Exercise »
Retype the rows below word for word, beginning with the line that contains "In this exercise you will annotate each instance of the smooth" and continuing through the line that contains "(1000, 168)", with both of those lines included. Leave out any pictures.

###

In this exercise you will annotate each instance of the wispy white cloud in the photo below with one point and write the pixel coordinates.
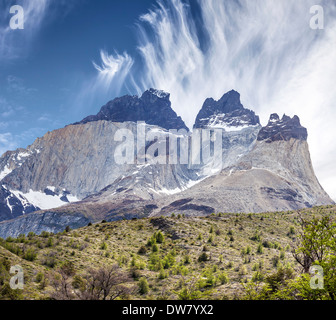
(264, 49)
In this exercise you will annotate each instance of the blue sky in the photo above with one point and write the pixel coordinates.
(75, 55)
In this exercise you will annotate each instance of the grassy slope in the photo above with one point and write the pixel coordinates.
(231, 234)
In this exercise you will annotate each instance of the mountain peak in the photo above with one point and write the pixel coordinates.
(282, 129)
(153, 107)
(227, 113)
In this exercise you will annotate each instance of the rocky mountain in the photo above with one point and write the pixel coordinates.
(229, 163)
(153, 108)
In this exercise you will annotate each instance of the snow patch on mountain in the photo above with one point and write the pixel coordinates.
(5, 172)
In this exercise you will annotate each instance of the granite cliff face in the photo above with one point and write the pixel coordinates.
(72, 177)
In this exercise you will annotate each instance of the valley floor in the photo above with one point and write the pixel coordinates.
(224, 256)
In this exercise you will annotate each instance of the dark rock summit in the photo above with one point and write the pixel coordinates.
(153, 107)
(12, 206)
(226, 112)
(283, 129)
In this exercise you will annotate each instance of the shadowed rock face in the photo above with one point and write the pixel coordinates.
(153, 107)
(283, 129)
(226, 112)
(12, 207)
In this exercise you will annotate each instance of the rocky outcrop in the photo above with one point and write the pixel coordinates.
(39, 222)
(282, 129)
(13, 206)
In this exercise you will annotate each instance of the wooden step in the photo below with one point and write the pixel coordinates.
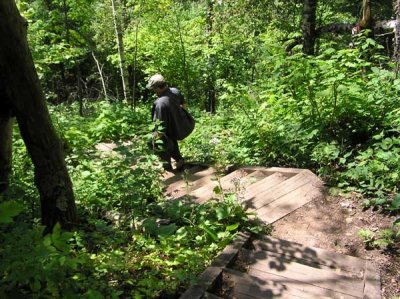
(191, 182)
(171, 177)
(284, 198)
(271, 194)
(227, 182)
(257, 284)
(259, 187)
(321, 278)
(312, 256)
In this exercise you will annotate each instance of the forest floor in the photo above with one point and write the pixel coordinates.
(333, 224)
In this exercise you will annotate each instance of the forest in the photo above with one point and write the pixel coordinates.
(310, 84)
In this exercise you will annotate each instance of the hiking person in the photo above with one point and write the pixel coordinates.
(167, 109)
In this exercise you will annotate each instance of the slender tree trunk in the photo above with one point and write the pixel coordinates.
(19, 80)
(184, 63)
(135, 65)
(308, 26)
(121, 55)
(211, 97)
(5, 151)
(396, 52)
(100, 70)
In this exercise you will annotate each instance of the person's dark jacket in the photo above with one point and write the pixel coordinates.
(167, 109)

###

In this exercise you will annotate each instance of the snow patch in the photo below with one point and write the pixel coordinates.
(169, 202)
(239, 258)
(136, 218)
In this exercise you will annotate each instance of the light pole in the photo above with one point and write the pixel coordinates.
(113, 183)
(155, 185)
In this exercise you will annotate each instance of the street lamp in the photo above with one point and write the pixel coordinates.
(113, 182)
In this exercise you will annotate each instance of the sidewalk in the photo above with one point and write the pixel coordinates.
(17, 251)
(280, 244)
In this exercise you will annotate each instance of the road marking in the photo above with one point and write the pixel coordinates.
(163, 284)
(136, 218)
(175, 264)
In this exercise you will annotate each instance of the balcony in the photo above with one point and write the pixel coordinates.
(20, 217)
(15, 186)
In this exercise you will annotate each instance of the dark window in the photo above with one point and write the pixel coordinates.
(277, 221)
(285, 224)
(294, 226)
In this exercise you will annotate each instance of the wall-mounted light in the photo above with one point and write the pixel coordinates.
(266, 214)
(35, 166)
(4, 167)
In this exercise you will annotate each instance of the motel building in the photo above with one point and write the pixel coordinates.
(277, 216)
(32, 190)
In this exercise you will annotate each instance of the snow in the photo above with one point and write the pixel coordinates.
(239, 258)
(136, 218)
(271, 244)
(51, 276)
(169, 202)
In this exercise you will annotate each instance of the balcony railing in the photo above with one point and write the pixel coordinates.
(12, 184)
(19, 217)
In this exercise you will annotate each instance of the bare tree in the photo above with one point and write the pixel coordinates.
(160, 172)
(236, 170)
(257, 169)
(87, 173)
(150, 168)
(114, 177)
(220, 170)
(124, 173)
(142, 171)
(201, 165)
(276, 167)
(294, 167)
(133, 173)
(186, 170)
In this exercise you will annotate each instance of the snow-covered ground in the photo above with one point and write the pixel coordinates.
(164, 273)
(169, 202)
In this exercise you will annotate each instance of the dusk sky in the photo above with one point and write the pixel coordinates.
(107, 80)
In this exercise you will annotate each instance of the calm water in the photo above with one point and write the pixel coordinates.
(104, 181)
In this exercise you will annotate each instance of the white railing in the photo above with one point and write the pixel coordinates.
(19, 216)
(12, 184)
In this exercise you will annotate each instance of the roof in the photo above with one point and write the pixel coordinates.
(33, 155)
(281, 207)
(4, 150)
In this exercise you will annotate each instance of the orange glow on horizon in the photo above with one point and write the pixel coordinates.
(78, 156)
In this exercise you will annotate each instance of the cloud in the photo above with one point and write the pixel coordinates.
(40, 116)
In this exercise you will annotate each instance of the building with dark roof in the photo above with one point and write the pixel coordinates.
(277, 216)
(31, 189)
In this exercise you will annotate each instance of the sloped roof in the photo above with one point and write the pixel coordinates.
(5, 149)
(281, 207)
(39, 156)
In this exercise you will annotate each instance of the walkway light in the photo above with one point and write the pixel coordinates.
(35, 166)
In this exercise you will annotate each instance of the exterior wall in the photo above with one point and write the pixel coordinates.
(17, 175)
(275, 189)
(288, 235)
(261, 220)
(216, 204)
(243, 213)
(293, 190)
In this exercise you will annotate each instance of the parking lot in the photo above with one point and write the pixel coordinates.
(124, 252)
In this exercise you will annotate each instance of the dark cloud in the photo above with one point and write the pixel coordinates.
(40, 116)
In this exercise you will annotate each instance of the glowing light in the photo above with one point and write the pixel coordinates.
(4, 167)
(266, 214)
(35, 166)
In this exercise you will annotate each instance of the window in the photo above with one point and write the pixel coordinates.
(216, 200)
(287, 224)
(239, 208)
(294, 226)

###

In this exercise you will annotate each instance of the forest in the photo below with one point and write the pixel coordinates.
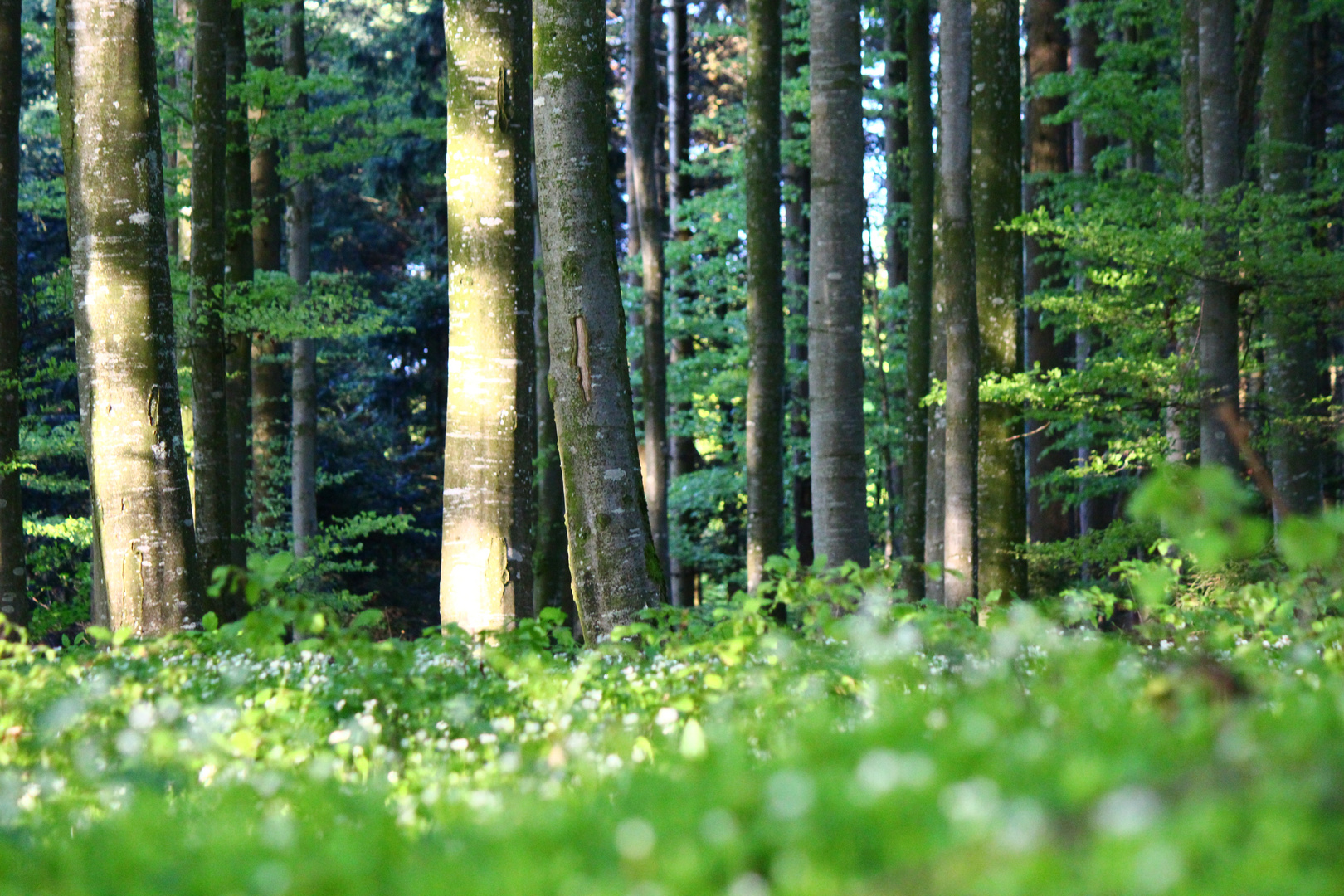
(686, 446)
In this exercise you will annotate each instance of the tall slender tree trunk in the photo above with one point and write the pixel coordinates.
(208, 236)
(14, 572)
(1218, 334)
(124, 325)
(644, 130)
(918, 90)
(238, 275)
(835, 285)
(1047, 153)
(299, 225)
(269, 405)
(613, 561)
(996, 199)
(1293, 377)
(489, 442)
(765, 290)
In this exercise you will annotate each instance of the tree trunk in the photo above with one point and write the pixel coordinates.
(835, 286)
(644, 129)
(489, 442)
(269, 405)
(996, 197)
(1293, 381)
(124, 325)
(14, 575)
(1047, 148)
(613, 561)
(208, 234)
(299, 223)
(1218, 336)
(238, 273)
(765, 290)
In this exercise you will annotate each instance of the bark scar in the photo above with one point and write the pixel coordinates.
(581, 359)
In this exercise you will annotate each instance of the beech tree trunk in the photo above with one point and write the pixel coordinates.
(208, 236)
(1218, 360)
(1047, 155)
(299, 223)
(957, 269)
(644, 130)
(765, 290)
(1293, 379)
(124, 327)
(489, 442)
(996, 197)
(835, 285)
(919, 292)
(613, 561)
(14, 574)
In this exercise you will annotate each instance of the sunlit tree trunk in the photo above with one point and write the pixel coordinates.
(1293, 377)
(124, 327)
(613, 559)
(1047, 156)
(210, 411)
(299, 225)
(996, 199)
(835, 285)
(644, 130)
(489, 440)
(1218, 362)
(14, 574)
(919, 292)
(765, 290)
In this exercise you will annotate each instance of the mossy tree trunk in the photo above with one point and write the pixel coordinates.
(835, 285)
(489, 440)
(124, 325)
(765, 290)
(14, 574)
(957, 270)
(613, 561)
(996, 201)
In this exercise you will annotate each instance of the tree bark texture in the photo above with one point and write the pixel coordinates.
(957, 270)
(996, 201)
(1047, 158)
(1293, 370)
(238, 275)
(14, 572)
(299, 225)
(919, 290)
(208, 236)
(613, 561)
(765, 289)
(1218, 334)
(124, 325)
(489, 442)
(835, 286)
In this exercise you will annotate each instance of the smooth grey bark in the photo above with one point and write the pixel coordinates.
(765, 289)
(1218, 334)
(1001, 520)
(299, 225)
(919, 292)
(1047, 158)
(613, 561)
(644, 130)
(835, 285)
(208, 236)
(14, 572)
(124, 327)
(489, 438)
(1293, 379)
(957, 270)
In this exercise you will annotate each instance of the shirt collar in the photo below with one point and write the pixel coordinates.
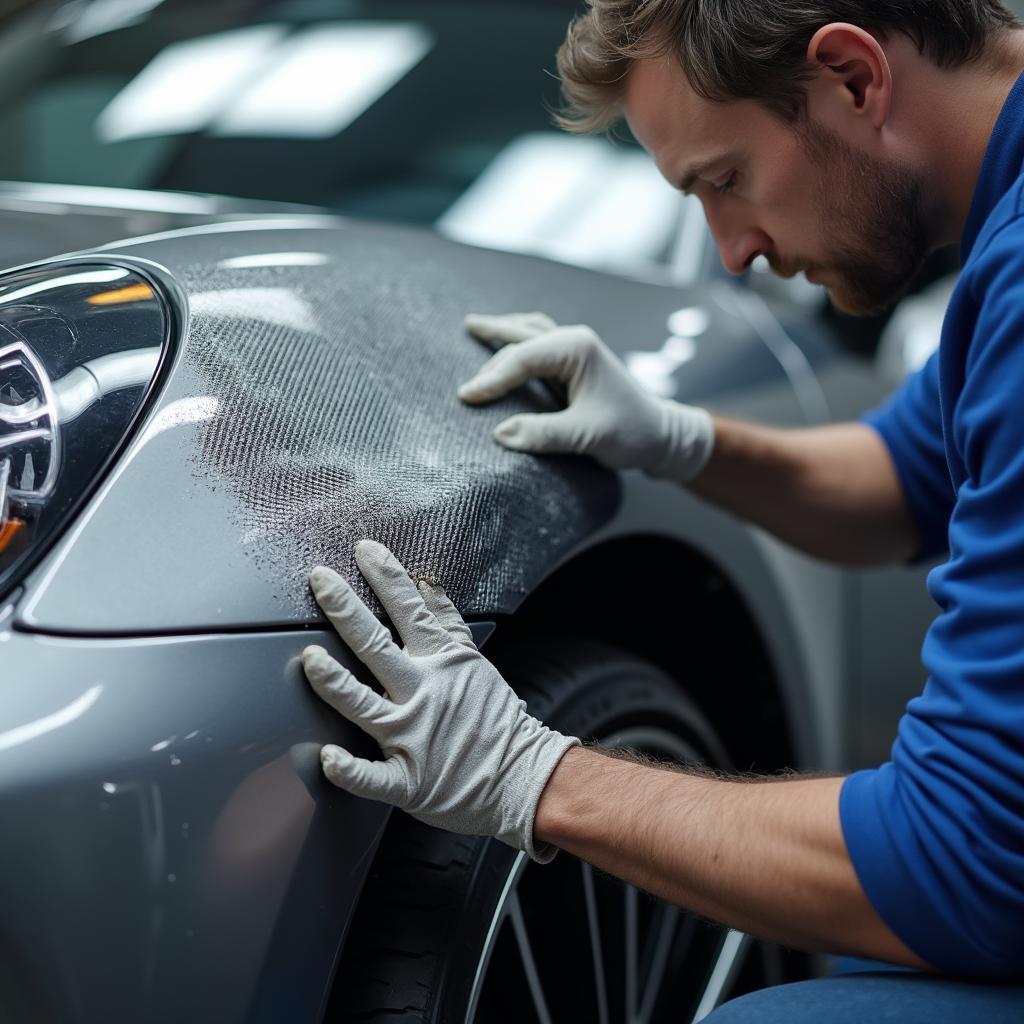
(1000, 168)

###

Written answer »
In this exercise you will annotate each instance of the smooth grey bark in the photo above with one point and write the pixel coordinates.
(765, 289)
(1218, 334)
(1001, 520)
(299, 225)
(919, 292)
(1047, 158)
(613, 561)
(644, 130)
(835, 285)
(208, 236)
(14, 572)
(124, 327)
(489, 438)
(1293, 379)
(957, 270)
In this exercise you will annotate each instance of the shirt collar in the photo below with one point and write the pixel coordinates.
(1000, 168)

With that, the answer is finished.